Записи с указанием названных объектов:
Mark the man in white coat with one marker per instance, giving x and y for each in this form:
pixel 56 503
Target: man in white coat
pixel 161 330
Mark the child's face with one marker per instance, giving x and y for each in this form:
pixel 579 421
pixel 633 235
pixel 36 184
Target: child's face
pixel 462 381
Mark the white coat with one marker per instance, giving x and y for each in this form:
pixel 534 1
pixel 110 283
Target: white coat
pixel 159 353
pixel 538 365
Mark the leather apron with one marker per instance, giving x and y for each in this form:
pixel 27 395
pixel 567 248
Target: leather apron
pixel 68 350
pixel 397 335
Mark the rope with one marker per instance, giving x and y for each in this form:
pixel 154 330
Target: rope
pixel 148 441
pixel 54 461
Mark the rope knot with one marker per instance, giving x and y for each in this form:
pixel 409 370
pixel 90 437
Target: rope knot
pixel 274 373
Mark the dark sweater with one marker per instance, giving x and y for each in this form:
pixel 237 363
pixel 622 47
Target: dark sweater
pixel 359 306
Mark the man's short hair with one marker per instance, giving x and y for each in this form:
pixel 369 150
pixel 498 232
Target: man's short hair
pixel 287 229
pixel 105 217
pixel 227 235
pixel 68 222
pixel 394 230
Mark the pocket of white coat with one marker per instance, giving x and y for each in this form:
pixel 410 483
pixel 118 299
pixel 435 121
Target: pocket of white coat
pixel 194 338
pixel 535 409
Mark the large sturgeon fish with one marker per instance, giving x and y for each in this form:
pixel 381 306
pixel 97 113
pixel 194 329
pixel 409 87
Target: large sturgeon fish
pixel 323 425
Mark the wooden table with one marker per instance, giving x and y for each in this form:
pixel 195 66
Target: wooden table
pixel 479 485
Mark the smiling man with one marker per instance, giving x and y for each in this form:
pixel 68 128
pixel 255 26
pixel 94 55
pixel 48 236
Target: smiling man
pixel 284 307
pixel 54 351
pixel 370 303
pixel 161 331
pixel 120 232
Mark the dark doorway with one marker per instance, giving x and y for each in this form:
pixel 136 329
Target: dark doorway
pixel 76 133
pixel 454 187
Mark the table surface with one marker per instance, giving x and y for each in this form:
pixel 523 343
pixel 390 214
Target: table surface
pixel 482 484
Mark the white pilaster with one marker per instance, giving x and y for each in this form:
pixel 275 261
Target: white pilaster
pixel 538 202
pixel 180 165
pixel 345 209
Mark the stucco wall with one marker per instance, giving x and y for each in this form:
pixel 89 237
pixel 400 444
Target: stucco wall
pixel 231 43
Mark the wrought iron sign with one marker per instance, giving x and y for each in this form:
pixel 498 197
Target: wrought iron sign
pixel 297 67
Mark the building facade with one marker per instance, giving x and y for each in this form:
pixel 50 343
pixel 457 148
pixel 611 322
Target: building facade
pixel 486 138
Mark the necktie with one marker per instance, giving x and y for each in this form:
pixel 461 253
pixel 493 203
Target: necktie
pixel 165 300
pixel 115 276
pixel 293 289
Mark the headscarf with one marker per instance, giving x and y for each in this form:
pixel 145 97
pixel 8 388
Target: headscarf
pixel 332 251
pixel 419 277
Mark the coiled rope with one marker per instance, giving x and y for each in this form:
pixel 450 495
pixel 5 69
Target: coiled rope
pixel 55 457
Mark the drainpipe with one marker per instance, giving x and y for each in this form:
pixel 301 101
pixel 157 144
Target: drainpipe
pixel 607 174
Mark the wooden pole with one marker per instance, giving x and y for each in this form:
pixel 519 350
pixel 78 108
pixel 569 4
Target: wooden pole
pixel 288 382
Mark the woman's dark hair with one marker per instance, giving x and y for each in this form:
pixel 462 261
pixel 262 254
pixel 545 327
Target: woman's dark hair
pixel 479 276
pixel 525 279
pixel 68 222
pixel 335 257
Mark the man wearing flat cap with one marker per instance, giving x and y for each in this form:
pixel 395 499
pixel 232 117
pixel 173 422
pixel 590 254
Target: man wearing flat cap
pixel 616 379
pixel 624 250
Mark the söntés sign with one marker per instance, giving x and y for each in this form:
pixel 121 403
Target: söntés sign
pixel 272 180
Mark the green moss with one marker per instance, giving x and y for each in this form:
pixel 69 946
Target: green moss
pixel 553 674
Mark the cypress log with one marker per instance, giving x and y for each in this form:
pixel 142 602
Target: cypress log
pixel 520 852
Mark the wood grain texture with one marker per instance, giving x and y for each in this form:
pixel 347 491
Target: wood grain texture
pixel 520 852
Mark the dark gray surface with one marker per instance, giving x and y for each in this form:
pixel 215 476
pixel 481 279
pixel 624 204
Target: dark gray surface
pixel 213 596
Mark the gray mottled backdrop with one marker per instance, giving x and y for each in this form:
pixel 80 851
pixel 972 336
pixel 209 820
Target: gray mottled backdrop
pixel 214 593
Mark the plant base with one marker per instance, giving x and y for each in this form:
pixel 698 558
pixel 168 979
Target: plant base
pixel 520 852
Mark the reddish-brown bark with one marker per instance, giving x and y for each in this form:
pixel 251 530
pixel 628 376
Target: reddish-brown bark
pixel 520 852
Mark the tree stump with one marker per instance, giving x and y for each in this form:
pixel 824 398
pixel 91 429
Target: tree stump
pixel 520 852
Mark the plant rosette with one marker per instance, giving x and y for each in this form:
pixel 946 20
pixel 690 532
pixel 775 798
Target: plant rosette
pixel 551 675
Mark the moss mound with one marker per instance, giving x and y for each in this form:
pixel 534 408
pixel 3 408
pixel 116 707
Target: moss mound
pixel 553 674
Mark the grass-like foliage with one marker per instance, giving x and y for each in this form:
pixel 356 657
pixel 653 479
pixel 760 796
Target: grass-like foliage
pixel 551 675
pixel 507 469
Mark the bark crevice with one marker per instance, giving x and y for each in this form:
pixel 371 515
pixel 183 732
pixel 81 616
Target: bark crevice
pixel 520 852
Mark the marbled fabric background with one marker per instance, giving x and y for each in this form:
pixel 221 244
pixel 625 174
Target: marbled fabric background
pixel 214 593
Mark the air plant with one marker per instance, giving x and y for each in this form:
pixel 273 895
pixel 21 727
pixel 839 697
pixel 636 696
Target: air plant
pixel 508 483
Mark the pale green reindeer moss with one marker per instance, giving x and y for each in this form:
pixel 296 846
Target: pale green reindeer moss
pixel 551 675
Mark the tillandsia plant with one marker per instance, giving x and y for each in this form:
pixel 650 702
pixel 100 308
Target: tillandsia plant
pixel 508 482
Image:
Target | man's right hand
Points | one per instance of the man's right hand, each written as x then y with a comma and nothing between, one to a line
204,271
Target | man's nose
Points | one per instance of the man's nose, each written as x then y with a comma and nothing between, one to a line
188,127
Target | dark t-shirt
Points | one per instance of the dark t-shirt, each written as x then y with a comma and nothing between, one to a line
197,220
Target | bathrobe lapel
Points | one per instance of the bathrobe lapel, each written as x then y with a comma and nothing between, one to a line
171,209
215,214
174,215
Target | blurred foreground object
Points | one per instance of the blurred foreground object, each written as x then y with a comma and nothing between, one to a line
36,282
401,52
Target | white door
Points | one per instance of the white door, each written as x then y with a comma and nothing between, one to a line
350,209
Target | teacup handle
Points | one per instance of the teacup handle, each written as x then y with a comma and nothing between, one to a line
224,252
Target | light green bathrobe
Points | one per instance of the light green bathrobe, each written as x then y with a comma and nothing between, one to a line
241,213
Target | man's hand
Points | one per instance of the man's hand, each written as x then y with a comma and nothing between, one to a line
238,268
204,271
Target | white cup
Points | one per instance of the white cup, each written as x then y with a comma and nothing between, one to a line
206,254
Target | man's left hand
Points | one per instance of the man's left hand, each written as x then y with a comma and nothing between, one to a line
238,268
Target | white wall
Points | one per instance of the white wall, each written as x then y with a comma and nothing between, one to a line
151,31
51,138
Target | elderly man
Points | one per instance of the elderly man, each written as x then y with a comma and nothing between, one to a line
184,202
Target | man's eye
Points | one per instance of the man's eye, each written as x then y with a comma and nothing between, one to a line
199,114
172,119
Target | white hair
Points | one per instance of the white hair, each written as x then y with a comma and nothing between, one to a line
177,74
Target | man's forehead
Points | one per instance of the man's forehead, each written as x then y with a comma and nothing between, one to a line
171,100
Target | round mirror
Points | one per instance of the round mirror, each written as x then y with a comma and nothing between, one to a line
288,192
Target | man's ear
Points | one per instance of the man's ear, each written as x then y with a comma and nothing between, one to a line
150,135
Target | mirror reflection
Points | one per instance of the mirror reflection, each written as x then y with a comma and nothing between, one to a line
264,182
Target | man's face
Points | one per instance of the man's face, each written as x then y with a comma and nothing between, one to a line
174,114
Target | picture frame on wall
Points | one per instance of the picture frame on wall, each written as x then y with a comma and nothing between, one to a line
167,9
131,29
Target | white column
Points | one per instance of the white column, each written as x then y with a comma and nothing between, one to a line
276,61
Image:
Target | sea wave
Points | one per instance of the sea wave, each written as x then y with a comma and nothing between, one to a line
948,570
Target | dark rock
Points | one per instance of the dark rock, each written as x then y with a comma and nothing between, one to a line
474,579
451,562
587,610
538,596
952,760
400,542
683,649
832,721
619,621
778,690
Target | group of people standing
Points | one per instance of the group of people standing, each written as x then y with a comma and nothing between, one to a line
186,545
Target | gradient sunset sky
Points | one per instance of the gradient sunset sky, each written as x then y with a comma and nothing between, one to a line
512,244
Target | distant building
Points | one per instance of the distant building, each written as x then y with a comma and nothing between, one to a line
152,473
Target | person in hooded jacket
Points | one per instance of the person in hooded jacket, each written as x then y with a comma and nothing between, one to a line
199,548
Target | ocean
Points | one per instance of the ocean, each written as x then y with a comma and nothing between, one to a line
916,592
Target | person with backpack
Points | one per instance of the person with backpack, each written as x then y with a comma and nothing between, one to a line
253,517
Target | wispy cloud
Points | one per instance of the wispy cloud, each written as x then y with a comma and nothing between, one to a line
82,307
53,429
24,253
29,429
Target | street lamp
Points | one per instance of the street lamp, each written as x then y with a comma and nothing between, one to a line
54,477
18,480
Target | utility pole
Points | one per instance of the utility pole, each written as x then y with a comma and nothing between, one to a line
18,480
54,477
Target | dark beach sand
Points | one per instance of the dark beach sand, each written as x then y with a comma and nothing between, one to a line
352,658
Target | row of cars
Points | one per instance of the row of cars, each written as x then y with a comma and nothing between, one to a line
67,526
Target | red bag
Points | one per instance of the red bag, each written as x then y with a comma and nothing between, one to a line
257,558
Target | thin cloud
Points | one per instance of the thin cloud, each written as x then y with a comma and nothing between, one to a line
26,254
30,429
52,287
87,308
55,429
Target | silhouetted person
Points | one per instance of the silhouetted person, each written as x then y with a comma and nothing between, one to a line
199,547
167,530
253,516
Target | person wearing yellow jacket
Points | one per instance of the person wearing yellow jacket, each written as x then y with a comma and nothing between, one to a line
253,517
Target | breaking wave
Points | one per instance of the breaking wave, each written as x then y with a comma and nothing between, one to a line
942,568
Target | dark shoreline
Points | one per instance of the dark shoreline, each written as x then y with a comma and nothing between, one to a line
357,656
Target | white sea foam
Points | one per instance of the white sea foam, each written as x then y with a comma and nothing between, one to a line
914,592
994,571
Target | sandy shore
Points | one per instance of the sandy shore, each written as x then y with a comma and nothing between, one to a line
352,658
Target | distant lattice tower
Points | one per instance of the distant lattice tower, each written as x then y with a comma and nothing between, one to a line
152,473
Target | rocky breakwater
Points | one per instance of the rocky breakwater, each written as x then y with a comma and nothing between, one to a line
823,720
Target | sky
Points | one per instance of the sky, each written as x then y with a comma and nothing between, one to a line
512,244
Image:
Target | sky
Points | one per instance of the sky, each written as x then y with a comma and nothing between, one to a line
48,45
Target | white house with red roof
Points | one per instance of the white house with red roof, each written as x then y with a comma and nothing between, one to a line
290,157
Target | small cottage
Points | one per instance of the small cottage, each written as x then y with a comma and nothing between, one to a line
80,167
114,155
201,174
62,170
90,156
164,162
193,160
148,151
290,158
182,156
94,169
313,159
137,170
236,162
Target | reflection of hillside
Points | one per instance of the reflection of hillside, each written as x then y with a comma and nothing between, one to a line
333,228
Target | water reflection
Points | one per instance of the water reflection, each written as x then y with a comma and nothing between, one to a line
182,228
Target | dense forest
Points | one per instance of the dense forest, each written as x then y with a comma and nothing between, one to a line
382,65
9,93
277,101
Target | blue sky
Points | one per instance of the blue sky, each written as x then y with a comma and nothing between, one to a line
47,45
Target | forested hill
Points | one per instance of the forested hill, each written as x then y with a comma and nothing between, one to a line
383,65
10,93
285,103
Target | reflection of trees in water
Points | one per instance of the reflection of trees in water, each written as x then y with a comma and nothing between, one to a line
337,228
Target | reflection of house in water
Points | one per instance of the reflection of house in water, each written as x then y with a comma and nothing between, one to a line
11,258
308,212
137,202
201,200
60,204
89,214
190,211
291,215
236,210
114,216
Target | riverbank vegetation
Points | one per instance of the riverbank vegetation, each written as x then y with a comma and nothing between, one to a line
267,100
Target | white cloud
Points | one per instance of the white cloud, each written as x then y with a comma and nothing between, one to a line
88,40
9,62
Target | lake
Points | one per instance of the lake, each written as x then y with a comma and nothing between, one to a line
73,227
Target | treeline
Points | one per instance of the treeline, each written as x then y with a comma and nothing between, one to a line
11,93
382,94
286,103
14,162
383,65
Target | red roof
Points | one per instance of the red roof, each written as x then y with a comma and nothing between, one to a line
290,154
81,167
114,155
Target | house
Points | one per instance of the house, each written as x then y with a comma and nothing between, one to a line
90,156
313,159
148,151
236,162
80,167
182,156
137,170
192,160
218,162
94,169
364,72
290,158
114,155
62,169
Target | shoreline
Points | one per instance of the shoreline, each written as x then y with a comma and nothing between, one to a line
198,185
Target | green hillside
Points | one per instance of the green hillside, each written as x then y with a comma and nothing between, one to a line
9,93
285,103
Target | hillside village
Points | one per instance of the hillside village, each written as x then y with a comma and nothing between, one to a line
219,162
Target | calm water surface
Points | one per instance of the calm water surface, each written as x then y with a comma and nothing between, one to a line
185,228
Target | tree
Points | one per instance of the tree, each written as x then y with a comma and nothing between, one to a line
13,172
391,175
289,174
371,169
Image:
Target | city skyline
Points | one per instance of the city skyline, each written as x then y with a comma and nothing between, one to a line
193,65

| ЗАДАНИЕ |
Перепишите без изменений строки списка от самого его начала до строки с «pixel 359 306» включительно.

| ОТВЕТ |
Mark the man in white coat with one marker per instance, giving x and y for each in this form:
pixel 56 503
Target: man in white coat
pixel 161 330
Mark the child's face with one marker per instance, giving x and y for each in this form:
pixel 579 421
pixel 633 235
pixel 36 184
Target: child's face
pixel 462 381
Mark the white coat with one marker per instance, giving x and y for each in this form:
pixel 534 1
pixel 110 283
Target: white coat
pixel 159 353
pixel 538 365
Mark the leather apron with one marker per instance, giving x and y for each in this form:
pixel 27 395
pixel 567 248
Target: leather apron
pixel 68 350
pixel 397 335
Mark the rope with one marker per instance, giving x and y for each in this form:
pixel 154 330
Target: rope
pixel 148 441
pixel 54 461
Mark the rope knot with one marker per instance, giving x and y for each in this form:
pixel 409 370
pixel 90 437
Target: rope knot
pixel 274 373
Mark the dark sweater with one marker per instance, giving x and y for each in this form:
pixel 237 363
pixel 622 47
Target: dark sweater
pixel 359 306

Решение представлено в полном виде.